EXERCISE INSTRUCTIONS: Beginning with the line in which "Where can you find the dried" appears, transcribe each line word for word until the records end. Do not include pictures.

(RAW DATA)

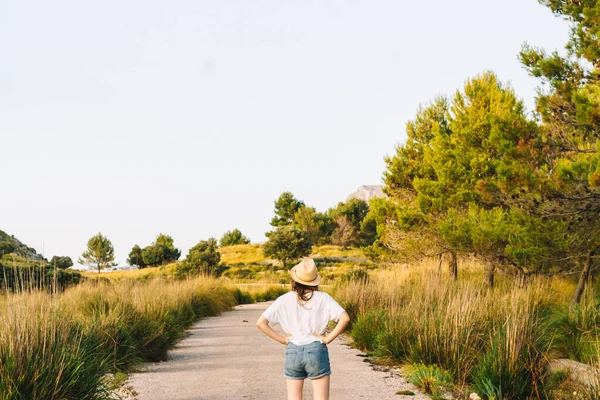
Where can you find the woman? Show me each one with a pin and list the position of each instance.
(303, 314)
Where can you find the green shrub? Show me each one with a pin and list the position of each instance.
(514, 364)
(243, 297)
(356, 275)
(366, 328)
(577, 330)
(429, 378)
(43, 357)
(61, 346)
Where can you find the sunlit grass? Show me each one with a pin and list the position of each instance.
(60, 346)
(495, 340)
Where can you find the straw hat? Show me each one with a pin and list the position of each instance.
(306, 273)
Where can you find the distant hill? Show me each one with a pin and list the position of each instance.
(367, 192)
(11, 245)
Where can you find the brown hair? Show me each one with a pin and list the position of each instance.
(304, 292)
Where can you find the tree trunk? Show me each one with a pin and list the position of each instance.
(453, 266)
(489, 274)
(583, 278)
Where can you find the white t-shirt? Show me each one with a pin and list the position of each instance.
(302, 322)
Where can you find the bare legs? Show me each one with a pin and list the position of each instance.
(295, 387)
(320, 388)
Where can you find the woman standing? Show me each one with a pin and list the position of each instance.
(304, 313)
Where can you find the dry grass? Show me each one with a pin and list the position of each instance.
(60, 346)
(487, 338)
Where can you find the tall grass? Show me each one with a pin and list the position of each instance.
(61, 346)
(495, 341)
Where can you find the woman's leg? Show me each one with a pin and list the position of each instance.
(321, 388)
(295, 387)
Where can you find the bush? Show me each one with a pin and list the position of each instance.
(366, 328)
(243, 297)
(429, 378)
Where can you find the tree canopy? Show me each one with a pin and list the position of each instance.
(99, 253)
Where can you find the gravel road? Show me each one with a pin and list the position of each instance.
(228, 358)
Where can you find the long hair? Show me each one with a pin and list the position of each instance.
(304, 292)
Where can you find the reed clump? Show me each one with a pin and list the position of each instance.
(62, 345)
(496, 341)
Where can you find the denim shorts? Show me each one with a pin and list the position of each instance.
(307, 361)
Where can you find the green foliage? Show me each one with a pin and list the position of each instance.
(513, 367)
(234, 237)
(287, 243)
(318, 226)
(99, 253)
(58, 364)
(136, 258)
(286, 207)
(37, 276)
(366, 328)
(9, 244)
(348, 224)
(242, 297)
(63, 262)
(203, 258)
(429, 378)
(570, 114)
(578, 329)
(62, 346)
(161, 252)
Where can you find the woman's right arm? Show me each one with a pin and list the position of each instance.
(343, 321)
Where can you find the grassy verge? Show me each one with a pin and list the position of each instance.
(62, 346)
(496, 342)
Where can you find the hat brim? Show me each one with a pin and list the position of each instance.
(314, 282)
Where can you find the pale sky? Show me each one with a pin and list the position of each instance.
(189, 118)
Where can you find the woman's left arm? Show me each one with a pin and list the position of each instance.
(263, 325)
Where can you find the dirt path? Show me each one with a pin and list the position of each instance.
(226, 358)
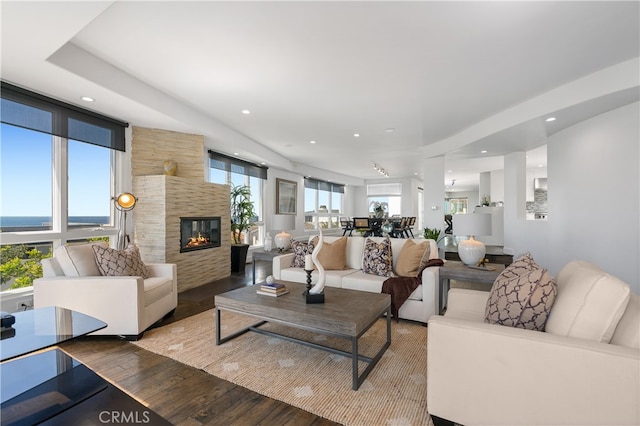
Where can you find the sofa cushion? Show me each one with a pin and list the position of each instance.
(628, 330)
(78, 260)
(333, 255)
(332, 278)
(300, 250)
(120, 263)
(377, 258)
(411, 258)
(589, 304)
(523, 301)
(520, 266)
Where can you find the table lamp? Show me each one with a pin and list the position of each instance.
(471, 251)
(284, 222)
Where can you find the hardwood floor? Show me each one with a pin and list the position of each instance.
(181, 394)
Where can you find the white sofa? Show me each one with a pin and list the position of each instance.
(129, 305)
(422, 303)
(570, 374)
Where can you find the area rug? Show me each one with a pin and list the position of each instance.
(314, 380)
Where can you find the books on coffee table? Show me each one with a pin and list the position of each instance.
(273, 289)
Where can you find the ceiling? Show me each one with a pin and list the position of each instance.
(412, 79)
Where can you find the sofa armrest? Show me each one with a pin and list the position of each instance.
(466, 304)
(98, 297)
(281, 262)
(480, 374)
(168, 270)
(430, 290)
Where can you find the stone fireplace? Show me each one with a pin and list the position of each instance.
(163, 200)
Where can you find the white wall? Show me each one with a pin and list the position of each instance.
(594, 192)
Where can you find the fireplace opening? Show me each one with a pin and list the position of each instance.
(198, 233)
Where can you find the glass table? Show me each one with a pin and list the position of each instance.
(44, 327)
(52, 388)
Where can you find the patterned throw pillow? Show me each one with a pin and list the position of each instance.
(522, 297)
(377, 258)
(120, 263)
(300, 250)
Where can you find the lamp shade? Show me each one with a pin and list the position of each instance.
(471, 251)
(125, 201)
(283, 222)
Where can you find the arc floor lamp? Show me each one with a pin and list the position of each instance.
(124, 202)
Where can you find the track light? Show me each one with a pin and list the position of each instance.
(380, 170)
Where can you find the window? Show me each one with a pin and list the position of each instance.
(232, 171)
(322, 204)
(57, 163)
(26, 180)
(89, 185)
(388, 195)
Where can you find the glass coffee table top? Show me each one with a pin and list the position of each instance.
(43, 327)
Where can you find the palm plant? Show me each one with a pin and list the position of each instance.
(432, 234)
(242, 211)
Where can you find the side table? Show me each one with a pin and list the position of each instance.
(265, 255)
(452, 270)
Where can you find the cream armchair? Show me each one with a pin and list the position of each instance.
(129, 305)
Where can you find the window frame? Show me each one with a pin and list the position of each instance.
(331, 217)
(233, 167)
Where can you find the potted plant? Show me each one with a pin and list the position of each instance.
(379, 208)
(242, 219)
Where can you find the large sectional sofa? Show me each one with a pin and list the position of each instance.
(422, 303)
(582, 369)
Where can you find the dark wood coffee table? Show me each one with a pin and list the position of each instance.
(339, 316)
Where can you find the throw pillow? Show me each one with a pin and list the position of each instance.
(120, 263)
(377, 259)
(332, 256)
(300, 250)
(411, 257)
(523, 301)
(77, 260)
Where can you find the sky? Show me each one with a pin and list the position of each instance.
(26, 175)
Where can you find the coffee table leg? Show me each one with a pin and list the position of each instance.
(354, 363)
(217, 326)
(254, 270)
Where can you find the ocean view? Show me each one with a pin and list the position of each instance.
(37, 221)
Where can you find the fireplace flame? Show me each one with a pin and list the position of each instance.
(198, 241)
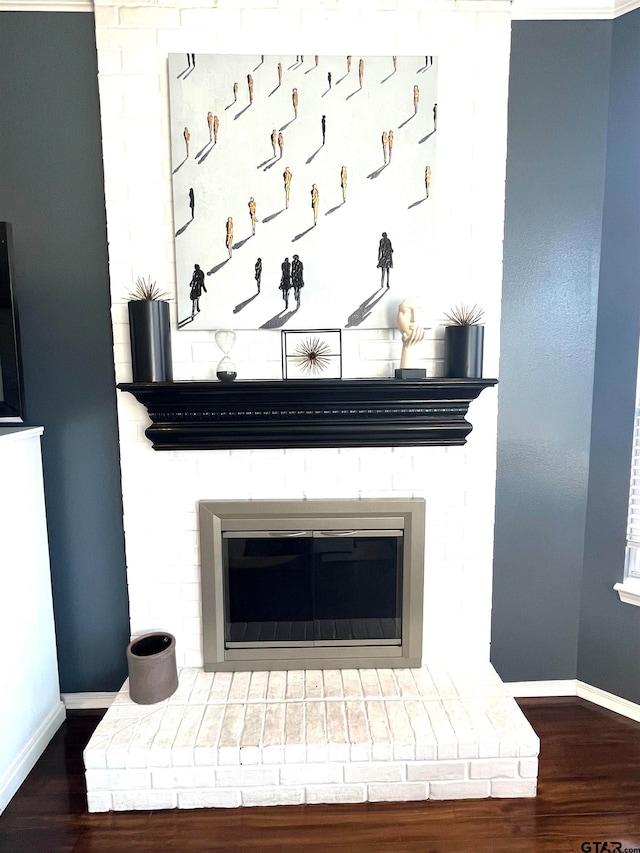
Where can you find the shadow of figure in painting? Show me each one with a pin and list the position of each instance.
(364, 309)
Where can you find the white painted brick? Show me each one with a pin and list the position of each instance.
(295, 685)
(277, 685)
(208, 799)
(402, 736)
(279, 796)
(237, 777)
(381, 749)
(153, 16)
(335, 794)
(220, 687)
(294, 746)
(119, 747)
(118, 780)
(436, 771)
(496, 769)
(95, 754)
(513, 788)
(310, 774)
(252, 734)
(528, 768)
(386, 771)
(458, 790)
(121, 39)
(98, 802)
(398, 792)
(358, 731)
(183, 777)
(205, 746)
(144, 800)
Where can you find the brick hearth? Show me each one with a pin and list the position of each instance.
(331, 736)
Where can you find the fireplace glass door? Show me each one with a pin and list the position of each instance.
(312, 588)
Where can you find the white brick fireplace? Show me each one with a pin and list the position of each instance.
(161, 489)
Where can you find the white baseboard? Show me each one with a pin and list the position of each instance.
(573, 687)
(530, 689)
(87, 701)
(12, 778)
(608, 701)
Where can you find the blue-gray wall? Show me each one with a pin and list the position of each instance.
(570, 269)
(51, 189)
(609, 647)
(567, 367)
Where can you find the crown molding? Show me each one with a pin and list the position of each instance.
(521, 10)
(46, 6)
(569, 10)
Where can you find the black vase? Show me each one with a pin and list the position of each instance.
(463, 347)
(150, 332)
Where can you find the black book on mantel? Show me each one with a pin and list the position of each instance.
(411, 373)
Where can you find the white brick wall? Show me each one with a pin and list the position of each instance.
(161, 489)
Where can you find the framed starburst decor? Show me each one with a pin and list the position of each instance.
(312, 354)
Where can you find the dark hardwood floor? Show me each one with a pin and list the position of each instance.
(589, 791)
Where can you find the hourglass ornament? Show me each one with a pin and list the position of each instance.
(226, 370)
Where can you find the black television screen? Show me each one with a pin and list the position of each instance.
(11, 399)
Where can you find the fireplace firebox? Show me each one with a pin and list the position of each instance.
(312, 583)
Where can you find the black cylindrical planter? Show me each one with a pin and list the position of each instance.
(153, 674)
(463, 346)
(150, 332)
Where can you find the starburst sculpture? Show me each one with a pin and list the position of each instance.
(312, 355)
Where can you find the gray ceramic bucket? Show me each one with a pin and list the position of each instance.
(153, 675)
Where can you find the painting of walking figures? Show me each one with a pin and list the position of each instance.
(303, 188)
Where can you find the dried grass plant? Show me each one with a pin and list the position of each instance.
(464, 315)
(146, 290)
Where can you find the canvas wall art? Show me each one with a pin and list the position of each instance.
(303, 188)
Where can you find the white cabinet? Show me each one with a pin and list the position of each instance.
(31, 710)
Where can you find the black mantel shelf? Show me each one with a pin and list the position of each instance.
(307, 413)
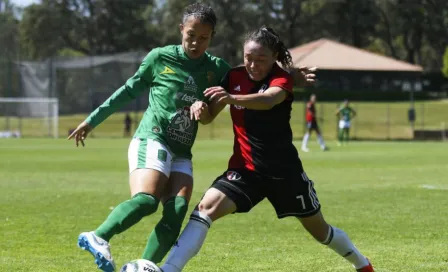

(End RAW DATA)

FINISHED EXERCISE:
Where can you find the dried grass plant? Show me each one with a pin and list the position of each instance.
(464, 315)
(146, 290)
Where can you find the canvas wall art? Show me each one with a pin and list the position of each instance.
(303, 188)
Where can you find the white cabinet? Show me each one with a pin and list the position of each instance.
(31, 710)
Where can you find the black mantel shelf? Show me each one with a pin and list the position of each instance.
(307, 413)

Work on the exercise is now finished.